_Activity 1:_
In the passage on odontoblast processes, what dose of tamoxifen did the Gli1 mice receive?
_Activity 2:_
Extend the passage on odontoblast processes, picking up after its final sentence.

== Given passage

Although the branching and extent of odontoblast processes in dentin matrices have been reported on many times, a few studies raised different views on odontoblast process structure. For example, the early electron transmission work showed that odontoblast-processes were located in the inner dentin layer, and never extended more than half distance between the pulp and the dentin-enamel joint (DEJ) . The acid-etched and non-etched SEM studies in bovine dentin tissues showed an ironical finding: the diameter of dentin tubules is more than two-fold bigger in the outer region than that in the inner region (i.e., adjacent to pulp) . A recent work by Khatibi et al. suggested that mini-branches of odontoblast processes exist only in the start and end terminals of the odontoblast process . Thus, there is a need to re-investigate the distribution of odontoblast-processes in dentin tissues, which will not only solve the above debate but also help to understand mineralization events.
2.3 Col1-GFP (2.3Col1), Gli1-CreERT2(Gli1) , Rosa 26tdTomato , and Dmp1 -/- mice [17, 18] were bred and maintained at Texas A&M College of Dentistry. 2.3Col1 and Gli1 reporter lines were generated to define the relationship between odontoblast processes and mineralization; Dmp1 -/- was utilized as an established mineralization defect model. Gli1 mice were activated with a one-time intraperitoneal (IP) injection of tamoxifen, 1.5mg/10g, at postnatal day 3 (T5648; Sigma-Aldrich, St. Louis, MO, USA). For better visualization of odontoblast processes, two-week-old Dmp1 -/- mice were used in this study. Four mice of each age, male and female, ages P5 to P56 were studied. All protocols were reviewed and approved by the Institutional Animal Care and Use Committee at Texas A&M College of Dentistry. Human tooth was collected from a 43-year-old female cadaver.

====
== Supplied entries

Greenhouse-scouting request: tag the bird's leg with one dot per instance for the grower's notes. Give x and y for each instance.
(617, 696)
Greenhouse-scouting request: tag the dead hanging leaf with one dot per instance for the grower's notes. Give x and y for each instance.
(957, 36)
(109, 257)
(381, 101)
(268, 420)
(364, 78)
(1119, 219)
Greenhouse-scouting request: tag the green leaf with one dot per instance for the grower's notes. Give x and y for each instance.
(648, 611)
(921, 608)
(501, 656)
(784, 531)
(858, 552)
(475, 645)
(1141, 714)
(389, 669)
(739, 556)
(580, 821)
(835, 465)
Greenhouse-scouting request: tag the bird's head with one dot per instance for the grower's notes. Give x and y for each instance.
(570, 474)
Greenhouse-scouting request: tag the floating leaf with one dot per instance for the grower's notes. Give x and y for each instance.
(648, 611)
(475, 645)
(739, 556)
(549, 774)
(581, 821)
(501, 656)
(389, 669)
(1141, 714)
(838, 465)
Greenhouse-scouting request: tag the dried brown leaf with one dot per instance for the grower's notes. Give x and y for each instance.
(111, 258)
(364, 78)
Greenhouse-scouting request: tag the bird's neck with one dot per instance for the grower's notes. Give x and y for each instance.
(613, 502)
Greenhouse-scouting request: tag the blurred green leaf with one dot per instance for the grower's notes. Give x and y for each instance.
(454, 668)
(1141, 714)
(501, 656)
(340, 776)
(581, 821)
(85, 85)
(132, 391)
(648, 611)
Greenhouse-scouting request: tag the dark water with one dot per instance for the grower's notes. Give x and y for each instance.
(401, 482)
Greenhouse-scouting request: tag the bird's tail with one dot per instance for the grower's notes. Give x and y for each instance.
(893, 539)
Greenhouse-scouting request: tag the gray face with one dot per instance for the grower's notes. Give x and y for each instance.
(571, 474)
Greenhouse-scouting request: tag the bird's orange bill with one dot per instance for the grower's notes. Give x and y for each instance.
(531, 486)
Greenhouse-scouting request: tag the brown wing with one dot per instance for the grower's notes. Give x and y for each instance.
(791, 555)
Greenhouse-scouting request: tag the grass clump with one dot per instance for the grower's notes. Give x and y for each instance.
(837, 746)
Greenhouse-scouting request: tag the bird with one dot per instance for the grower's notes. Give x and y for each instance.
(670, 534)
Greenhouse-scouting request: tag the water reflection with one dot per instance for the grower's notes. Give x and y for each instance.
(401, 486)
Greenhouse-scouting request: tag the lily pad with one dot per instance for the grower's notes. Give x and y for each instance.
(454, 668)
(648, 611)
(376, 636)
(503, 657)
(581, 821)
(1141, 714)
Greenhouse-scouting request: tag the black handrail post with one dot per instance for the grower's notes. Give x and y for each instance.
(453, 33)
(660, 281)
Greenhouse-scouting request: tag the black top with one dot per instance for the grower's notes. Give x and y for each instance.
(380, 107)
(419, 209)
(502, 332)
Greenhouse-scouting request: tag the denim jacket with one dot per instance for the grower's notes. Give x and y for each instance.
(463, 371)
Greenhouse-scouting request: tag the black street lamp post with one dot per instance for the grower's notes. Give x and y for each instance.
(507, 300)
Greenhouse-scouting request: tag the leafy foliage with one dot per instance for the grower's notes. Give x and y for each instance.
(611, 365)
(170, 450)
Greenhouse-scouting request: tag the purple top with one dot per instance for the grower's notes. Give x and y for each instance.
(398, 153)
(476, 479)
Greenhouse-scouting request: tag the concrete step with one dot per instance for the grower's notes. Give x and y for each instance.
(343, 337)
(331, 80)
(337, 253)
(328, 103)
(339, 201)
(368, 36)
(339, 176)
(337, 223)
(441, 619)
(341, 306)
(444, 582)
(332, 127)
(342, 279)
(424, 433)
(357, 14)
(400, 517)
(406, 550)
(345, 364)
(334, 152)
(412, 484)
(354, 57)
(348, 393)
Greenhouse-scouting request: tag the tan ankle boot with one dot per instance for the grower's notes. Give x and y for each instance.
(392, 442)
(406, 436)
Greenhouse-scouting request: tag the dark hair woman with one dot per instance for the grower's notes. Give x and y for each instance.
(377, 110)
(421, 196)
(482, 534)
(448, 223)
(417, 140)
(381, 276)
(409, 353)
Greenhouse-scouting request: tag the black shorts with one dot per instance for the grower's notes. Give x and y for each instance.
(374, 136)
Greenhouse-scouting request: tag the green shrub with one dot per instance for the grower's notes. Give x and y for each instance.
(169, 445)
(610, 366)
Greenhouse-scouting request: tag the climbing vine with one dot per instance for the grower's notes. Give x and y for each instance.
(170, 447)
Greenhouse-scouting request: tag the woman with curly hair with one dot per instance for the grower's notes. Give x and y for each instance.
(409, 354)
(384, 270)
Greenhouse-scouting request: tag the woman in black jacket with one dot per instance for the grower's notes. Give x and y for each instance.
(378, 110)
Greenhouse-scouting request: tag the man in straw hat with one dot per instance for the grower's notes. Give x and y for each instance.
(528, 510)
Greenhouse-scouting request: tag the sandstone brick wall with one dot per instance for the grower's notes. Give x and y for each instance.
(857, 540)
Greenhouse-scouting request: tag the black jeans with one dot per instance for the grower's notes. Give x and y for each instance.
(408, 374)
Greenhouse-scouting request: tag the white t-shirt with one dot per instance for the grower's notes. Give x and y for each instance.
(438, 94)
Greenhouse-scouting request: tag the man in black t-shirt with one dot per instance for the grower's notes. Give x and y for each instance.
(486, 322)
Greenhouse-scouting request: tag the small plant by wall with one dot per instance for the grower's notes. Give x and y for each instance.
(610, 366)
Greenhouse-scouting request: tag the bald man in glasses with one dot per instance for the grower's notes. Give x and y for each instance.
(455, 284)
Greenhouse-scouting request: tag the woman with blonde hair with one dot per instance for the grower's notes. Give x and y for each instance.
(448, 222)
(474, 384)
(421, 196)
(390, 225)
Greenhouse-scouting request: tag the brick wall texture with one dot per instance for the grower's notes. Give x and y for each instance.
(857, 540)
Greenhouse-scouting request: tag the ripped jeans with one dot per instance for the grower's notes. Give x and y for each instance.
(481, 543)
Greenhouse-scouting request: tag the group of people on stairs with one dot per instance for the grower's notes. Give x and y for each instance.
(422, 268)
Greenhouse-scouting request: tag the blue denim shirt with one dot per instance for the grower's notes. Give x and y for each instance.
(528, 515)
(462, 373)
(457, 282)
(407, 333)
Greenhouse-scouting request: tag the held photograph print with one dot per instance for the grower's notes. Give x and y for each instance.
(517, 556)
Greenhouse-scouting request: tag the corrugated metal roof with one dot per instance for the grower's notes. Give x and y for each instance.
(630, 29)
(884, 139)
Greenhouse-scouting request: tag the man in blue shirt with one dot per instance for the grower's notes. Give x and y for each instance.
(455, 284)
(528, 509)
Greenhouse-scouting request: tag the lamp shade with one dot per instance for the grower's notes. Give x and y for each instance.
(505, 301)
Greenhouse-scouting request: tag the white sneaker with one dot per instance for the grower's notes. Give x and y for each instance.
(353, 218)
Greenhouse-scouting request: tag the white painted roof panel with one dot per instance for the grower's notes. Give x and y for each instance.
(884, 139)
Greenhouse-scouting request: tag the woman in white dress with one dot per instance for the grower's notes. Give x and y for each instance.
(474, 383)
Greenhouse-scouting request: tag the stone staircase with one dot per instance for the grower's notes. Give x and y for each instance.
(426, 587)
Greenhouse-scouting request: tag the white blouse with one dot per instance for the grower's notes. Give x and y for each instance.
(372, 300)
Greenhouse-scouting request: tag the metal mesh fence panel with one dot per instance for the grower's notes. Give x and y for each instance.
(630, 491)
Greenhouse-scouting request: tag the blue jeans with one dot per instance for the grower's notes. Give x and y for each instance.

====

_Your response 1:_
1.5 mg/10 g, given as a one-time intraperitoneal injection

_Your response 2:_
To study mineralization, calcein (5mg/kg), (190167, MP Biomedical) and alizarin-red complexone dihydrate (20mg/kg), (A3882, Sigma) were administered by IP injection. The process is based on the previously published protocol [19, 20]. In short, a dilution solution of 0.9% NaCl and 2% NaHCO3 was used to make 20mg/ml alizarin-red and 10mg/ml calcein. The dye solution's pH was adjusted to 7.4.
To address various mineralization events, five combinations of calcein and alizarin red were administered: 1) calcein 7 days before sacrifice, alizarin red on 2 days before sacrifice, sacrificed on day 0; 2) calcein on 20 hours before sacrifice, alizarin red 4 hours before sacrifice, sacrificed at day 0; 3) calcein 4 hours before sacrifice, sacrificed at day 0 (tamoxifen- induced Gli1 mice); 4) alizarin red 4 hours before sacrifice, sacrificed at day 0 (2.3Col1 mice); and 5) alizarin red administered at 5, 15, 30 or 60 minutes before sacrifice, sacrificed on P5 (2.3Col1 mice).
Nondecalcified samples under age of 10-day old were fixed in 4% paraformaldehyde (PFA) then embedded in optimum cutting temperature compound (O.C.T. compound, Tissue-Tek). Samples were cryosectioned using stick transparent film (Section-Lab Co. Ltd., Hiroshima, Japan) at the thickness of 10 μm. Film-stick sections were mounted with DAPI and imaged with confocal microscopy. Nondecalcified samples at age of 14-day old were were dehydrated through a graded series of ethanol (70-100%) and embedded in MMA without decalcification. Fifty μm sections were cut using a Leitz 1600 saw microtome, followed polishing by different sizes of sand papers to the thickness of 20 μm for confocal imaging.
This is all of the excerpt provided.